Segment Start: Data provided

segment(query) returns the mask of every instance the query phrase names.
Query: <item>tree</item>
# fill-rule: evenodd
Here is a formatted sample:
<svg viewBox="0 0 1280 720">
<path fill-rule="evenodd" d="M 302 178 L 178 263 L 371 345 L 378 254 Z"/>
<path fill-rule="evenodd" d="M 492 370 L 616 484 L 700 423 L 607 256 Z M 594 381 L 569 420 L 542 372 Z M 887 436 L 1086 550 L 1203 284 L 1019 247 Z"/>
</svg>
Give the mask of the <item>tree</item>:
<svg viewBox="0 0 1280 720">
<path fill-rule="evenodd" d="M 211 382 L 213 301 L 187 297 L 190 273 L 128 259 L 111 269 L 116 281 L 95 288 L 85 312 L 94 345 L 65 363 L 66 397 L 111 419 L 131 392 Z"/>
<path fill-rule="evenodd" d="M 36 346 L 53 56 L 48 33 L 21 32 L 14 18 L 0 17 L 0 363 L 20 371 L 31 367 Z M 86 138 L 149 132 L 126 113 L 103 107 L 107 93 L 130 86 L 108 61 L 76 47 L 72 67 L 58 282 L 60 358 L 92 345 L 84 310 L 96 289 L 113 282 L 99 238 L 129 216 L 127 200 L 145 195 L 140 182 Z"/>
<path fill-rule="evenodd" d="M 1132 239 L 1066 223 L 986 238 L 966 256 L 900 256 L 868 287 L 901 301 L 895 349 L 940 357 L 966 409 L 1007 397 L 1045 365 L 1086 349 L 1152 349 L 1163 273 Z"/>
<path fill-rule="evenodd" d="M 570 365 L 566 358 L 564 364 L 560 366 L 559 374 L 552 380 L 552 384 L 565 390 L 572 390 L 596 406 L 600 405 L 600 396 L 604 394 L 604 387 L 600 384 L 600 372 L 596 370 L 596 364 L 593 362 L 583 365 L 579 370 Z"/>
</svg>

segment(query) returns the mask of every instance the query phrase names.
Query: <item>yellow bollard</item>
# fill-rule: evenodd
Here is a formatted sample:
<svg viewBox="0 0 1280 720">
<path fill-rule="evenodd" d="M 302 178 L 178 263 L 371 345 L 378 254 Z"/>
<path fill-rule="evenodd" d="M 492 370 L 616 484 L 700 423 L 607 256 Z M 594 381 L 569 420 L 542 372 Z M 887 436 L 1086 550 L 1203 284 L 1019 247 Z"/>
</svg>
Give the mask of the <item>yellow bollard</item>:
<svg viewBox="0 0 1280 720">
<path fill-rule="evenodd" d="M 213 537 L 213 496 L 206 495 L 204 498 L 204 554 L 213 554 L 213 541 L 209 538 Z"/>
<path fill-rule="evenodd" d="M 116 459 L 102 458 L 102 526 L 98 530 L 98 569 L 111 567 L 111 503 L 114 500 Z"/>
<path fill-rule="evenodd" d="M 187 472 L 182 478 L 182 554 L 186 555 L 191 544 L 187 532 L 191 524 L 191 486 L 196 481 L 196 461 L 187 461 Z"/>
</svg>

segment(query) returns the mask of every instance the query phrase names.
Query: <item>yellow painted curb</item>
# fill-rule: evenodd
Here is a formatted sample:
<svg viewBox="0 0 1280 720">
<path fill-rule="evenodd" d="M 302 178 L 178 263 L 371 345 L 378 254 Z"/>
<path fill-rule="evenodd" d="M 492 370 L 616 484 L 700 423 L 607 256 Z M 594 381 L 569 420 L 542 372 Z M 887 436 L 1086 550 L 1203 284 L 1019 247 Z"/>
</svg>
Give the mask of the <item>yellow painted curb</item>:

Segment End: Data provided

Using the records given above, list every line that includes the word "painted".

Query: <item>yellow painted curb</item>
Give the mask of the <item>yellow painted curb</item>:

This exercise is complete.